-- start of Dataset entries --
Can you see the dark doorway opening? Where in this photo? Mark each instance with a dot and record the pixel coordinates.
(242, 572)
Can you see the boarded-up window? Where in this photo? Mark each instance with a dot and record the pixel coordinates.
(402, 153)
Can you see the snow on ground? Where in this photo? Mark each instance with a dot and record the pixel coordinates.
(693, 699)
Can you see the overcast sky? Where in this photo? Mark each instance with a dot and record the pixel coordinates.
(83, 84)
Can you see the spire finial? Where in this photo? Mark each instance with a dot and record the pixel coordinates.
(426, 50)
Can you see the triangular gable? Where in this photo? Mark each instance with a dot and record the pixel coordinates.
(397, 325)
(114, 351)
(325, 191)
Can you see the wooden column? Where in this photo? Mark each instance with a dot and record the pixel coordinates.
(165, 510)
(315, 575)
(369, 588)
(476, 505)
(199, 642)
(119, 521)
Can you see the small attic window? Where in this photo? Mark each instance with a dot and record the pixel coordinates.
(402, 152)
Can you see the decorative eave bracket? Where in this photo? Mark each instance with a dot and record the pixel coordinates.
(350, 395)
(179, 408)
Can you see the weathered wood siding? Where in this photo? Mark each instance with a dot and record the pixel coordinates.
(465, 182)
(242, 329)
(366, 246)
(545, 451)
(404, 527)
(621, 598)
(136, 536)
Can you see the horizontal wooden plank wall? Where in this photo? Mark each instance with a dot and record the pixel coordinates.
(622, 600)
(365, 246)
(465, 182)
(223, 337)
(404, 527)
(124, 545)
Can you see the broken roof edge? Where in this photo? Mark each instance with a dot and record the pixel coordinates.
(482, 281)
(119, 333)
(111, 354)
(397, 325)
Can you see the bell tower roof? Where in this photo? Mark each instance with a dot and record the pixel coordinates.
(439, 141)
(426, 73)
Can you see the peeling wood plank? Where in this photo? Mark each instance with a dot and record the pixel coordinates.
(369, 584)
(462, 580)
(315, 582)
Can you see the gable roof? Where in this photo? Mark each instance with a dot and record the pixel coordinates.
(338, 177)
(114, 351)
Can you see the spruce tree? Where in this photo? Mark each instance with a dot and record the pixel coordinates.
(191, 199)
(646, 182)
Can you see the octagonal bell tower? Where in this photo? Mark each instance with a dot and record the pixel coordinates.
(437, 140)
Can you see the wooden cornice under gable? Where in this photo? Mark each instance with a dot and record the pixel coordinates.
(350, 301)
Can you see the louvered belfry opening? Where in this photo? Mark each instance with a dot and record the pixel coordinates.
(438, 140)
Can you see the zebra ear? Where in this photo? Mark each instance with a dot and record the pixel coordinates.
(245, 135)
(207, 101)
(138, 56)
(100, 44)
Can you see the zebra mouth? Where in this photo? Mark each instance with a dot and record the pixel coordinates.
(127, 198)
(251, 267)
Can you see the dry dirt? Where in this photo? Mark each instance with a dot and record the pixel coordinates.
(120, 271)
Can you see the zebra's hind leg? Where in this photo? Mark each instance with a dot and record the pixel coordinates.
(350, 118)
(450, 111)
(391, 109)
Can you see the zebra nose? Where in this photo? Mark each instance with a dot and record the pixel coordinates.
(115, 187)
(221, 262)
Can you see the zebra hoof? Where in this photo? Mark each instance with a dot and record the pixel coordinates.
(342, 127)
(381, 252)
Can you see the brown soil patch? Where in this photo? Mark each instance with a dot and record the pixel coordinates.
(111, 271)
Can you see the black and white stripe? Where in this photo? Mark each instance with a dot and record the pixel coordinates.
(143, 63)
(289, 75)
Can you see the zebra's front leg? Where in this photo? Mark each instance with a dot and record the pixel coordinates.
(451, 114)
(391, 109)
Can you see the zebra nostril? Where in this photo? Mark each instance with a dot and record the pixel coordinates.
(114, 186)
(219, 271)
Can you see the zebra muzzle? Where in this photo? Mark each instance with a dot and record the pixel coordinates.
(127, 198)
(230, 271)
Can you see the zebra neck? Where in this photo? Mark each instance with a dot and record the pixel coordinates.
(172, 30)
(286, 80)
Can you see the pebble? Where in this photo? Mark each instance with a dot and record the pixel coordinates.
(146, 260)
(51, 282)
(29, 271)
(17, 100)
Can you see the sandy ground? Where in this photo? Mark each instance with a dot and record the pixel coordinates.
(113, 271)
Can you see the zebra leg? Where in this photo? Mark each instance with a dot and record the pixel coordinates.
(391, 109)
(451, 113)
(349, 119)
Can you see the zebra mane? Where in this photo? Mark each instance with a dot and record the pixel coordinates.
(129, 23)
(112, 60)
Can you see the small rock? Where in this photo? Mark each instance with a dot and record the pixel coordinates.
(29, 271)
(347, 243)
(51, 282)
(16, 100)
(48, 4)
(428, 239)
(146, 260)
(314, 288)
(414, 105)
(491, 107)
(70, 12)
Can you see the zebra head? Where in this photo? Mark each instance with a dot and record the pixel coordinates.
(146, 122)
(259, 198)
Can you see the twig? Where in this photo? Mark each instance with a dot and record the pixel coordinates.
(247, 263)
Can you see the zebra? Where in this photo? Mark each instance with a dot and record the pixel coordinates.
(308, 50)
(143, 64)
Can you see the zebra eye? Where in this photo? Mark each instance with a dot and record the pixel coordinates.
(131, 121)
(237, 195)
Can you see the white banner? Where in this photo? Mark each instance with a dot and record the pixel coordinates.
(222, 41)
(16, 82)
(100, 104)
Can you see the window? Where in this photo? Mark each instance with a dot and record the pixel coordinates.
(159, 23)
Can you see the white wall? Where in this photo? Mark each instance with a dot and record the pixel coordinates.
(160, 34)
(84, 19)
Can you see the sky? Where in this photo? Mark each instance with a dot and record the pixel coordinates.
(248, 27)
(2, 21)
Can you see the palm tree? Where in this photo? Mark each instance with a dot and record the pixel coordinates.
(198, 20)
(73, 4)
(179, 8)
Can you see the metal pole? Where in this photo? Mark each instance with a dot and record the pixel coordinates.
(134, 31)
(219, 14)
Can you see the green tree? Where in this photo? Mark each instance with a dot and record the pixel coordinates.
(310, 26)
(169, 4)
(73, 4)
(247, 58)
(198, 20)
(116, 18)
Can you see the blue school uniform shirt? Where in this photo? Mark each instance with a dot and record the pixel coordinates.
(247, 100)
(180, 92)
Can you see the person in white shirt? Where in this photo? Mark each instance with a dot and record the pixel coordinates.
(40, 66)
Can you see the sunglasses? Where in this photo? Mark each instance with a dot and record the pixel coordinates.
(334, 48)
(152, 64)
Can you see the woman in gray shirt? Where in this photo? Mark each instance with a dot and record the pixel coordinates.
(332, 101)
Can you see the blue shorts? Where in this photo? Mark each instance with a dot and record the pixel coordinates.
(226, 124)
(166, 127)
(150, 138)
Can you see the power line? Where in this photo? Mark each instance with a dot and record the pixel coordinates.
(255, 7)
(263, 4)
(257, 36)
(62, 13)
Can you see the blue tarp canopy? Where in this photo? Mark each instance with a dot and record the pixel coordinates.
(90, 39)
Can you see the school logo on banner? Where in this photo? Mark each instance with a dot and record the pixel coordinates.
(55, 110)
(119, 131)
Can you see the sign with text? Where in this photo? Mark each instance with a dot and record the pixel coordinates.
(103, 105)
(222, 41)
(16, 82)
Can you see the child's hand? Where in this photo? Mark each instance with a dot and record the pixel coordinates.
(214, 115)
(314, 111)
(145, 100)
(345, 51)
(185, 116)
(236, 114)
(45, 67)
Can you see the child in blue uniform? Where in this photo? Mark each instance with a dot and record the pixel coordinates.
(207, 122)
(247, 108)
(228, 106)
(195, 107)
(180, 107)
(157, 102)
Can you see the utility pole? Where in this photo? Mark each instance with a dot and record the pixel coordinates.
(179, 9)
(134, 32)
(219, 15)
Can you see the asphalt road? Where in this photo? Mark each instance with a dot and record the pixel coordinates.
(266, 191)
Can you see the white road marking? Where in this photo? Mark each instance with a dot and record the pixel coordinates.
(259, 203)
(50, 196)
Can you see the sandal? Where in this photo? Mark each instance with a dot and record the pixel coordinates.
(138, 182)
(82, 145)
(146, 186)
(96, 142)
-- end of Dataset entries --
-- start of Dataset entries --
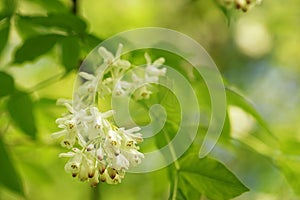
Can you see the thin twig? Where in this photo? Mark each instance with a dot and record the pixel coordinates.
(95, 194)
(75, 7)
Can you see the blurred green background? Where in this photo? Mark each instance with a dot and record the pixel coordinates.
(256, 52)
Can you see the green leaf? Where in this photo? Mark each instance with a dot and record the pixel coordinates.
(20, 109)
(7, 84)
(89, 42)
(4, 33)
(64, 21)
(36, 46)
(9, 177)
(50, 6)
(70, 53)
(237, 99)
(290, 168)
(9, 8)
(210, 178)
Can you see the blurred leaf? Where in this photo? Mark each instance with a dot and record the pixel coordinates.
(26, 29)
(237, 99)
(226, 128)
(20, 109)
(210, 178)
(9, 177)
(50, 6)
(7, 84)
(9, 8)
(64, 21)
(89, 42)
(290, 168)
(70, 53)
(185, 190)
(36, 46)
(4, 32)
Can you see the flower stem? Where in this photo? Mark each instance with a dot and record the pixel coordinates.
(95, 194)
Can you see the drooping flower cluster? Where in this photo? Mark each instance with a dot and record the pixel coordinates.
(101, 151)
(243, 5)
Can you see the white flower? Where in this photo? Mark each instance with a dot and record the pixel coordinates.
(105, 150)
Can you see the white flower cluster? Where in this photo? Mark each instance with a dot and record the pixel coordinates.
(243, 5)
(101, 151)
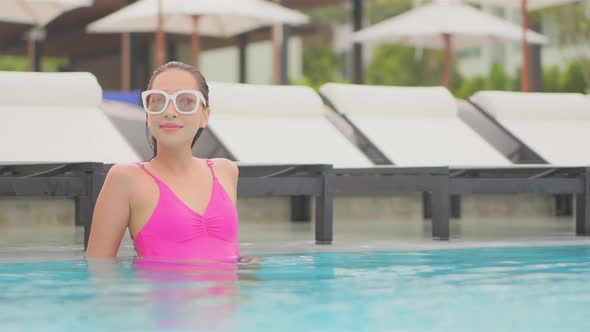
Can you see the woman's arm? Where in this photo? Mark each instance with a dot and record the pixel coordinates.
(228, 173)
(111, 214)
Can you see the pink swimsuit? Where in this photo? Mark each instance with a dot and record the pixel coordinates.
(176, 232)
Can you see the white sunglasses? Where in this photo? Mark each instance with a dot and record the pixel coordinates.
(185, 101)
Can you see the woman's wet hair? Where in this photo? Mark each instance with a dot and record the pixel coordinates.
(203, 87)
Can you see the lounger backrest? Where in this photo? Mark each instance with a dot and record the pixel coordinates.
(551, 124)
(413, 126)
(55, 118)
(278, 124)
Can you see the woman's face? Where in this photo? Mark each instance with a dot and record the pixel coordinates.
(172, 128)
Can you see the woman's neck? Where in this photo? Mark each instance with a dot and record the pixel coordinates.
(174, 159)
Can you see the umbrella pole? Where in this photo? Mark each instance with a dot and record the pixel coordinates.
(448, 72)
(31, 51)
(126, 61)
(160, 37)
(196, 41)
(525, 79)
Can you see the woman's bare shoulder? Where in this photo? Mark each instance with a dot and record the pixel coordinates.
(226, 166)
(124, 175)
-- end of Dataset entries --
-- start of Dataset entries --
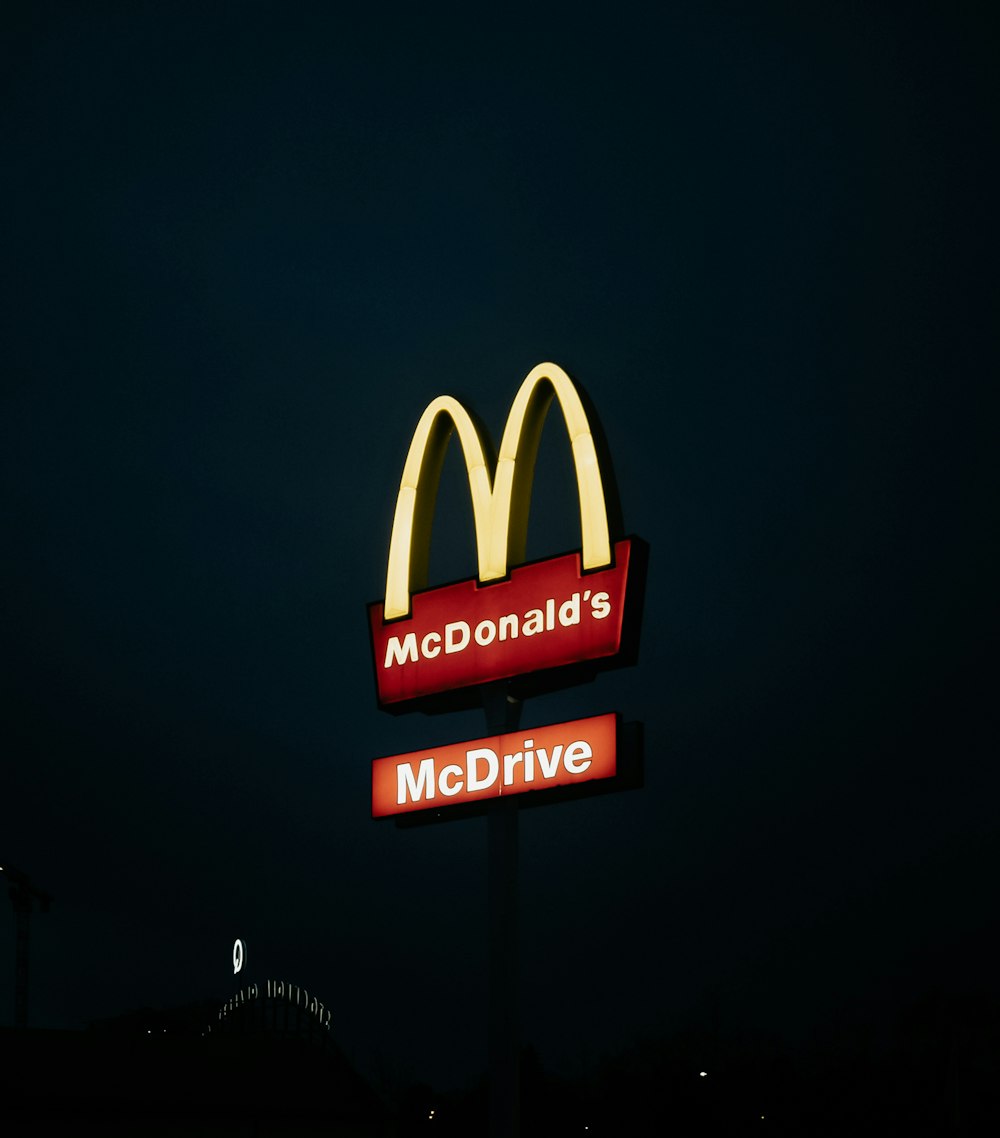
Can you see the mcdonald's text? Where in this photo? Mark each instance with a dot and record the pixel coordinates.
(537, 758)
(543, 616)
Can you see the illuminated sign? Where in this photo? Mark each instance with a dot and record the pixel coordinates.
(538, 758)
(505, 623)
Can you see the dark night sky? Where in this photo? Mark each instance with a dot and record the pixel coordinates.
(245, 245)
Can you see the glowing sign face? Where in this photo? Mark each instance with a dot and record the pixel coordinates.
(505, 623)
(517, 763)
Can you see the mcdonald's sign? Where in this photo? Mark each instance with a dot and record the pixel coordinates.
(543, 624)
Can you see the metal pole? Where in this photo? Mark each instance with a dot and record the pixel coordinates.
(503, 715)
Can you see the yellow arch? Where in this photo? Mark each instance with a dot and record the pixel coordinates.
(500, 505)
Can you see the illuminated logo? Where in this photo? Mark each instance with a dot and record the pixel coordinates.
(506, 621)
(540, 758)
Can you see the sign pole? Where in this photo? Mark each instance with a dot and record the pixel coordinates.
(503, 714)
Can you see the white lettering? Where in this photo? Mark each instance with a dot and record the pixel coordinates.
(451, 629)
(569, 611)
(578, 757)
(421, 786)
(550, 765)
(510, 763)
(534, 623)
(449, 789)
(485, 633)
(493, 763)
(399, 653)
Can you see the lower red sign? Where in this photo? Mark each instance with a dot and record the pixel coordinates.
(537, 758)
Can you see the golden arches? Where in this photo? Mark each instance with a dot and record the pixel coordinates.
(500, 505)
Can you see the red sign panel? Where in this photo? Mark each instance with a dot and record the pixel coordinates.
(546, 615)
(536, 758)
-- end of Dataset entries --
**What the exercise asks**
Extract every line of the entries above that contains the word "face", and copy each such line in full. Case counts, so include only lines where the letters match in capitals and lowercase.

**The answer**
Can you see the woman's face? Where in this photo? Mark each instance with a dot and record the pixel coordinates.
Can you see the glowing sign face? Where in this photo? Mark each instance with a dot and record the pixel coordinates.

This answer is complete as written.